CRH Continues to Benefit From Infrastructure Spending. Stock Hits 68th 52-Week High. Time to Buy?

In early Wednesday morning trading, CRH (CRH) hit its 68th 52-week high of the past year, putting it atop Barchart.com’s list of 52-week new highs, six clear of Door Dash (DASH) in second place. 

The Irish-based building materials manufacturer hit its 68th 52-week high, and its shares are up 81% over the past year and 55% in the past six months. To say it’s a momentum stock would be an understatement. 

Could it reach $100 by the end of 2024? It could. Here’s why. 

Growth Should Continue 

It’s been three weeks since CRH reported its full-year 2023 results, which included a 7% increase in revenue to $34.9 billion and 14% year-over-year growth to $3.1 billion. These were record results for the company, which also experienced a 10th consecutive year of margin expansion.   

Three of the company’s four business segments experienced higher revenues in 2023, partly offset by a 2% decline from its Europe Building Solutions business.

Due to its strong results in 2023, the company expects pricing momentum to continue in 2024 as infrastructure spending continues in North America and Europe. The only downer in its guidance was the company's admission that North American residential new-build construction remains subdued due to higher interest rates. That should dissipate in the second half as interest rate cuts happen. 

As far as numbers go, it expects earnings per share of $5.30 at the midpoint of its 2024 guidance. Despite the stock’s large gains in 2024, it trades at just 16.4x its 2024 earnings.

═══

[WRITTEN TASKS]:
1. Reproduce the passage of the CRH article word for word, starting at "The Irish-based building" and ending at "Building Solutions business.".
2. List every percentage figure given in the CRH article.

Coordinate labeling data
═══

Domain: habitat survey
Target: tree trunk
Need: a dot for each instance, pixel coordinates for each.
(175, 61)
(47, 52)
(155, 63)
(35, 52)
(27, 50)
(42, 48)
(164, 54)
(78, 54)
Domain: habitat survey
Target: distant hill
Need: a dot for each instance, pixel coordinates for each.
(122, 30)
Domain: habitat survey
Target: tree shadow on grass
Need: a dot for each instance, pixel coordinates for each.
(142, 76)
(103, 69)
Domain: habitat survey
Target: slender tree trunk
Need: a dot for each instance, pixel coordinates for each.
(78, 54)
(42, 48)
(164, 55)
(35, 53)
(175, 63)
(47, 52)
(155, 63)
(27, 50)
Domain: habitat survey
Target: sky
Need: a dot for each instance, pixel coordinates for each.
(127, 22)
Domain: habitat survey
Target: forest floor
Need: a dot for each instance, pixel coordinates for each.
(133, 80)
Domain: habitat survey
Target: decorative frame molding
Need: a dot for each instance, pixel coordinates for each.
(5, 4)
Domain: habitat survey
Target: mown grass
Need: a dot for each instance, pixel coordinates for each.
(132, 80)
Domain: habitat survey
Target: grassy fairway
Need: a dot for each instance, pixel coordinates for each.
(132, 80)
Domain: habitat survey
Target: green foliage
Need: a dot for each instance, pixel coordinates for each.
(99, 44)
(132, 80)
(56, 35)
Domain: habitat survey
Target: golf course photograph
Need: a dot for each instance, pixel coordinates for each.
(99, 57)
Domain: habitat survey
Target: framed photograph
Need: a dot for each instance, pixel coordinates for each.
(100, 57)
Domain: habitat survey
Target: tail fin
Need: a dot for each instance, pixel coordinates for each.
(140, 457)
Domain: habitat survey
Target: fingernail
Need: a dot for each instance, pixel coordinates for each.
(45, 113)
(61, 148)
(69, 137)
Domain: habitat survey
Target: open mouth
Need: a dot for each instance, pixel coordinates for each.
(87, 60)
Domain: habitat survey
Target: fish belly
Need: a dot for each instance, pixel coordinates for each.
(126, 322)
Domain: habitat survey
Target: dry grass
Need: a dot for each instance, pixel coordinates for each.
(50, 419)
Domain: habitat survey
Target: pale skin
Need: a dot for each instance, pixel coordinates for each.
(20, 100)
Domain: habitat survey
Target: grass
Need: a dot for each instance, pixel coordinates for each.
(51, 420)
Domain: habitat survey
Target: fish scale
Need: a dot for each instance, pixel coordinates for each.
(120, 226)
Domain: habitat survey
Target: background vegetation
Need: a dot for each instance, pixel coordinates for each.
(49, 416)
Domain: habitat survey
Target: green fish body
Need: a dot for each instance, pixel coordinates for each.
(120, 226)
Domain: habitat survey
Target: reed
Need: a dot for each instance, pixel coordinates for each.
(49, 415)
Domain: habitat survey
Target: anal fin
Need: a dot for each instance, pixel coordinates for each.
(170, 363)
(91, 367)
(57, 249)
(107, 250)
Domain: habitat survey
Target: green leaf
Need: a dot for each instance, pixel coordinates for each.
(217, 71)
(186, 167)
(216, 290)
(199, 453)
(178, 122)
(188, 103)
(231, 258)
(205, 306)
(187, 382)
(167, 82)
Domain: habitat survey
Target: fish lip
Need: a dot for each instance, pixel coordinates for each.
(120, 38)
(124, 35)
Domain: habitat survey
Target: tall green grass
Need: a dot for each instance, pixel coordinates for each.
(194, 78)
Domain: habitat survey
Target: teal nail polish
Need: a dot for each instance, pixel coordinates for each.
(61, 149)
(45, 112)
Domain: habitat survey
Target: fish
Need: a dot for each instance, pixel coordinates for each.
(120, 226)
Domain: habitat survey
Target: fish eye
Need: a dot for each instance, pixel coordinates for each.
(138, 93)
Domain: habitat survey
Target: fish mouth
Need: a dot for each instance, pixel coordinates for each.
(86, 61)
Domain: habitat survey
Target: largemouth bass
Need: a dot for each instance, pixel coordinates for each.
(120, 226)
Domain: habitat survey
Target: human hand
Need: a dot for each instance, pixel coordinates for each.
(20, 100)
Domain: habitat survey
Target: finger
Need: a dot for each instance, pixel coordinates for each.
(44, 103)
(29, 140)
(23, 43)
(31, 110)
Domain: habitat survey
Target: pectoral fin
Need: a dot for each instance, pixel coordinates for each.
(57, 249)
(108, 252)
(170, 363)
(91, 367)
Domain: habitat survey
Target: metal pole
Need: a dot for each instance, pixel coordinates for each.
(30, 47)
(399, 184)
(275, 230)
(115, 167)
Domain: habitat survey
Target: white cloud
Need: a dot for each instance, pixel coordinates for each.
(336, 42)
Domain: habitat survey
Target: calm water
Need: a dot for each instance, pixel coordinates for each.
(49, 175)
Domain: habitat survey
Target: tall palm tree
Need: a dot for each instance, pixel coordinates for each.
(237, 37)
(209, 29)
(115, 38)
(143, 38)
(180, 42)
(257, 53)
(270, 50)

═══

[SOLUTIONS FOR EACH TASK]:
1.
The Irish-based building materials manufacturer hit its 68th 52-week high, and its shares are up 81% over the past year and 55% in the past six months. To say it’s a momentum stock would be an understatement. 

Could it reach $100 by the end of 2024? It could. Here’s why. 

Growth Should Continue 

It’s been three weeks since CRH reported its full-year 2023 results, which included a 7% increase in revenue to $34.9 billion and 14% year-over-year growth to $3.1 billion. These were record results for the company, which also experienced a 10th consecutive year of margin expansion.   

Three of the company’s four business segments experienced higher revenues in 2023, partly offset by a 2% decline from its Europe Building Solutions business.

2. 81%, 55%, 7%, 14%, 2%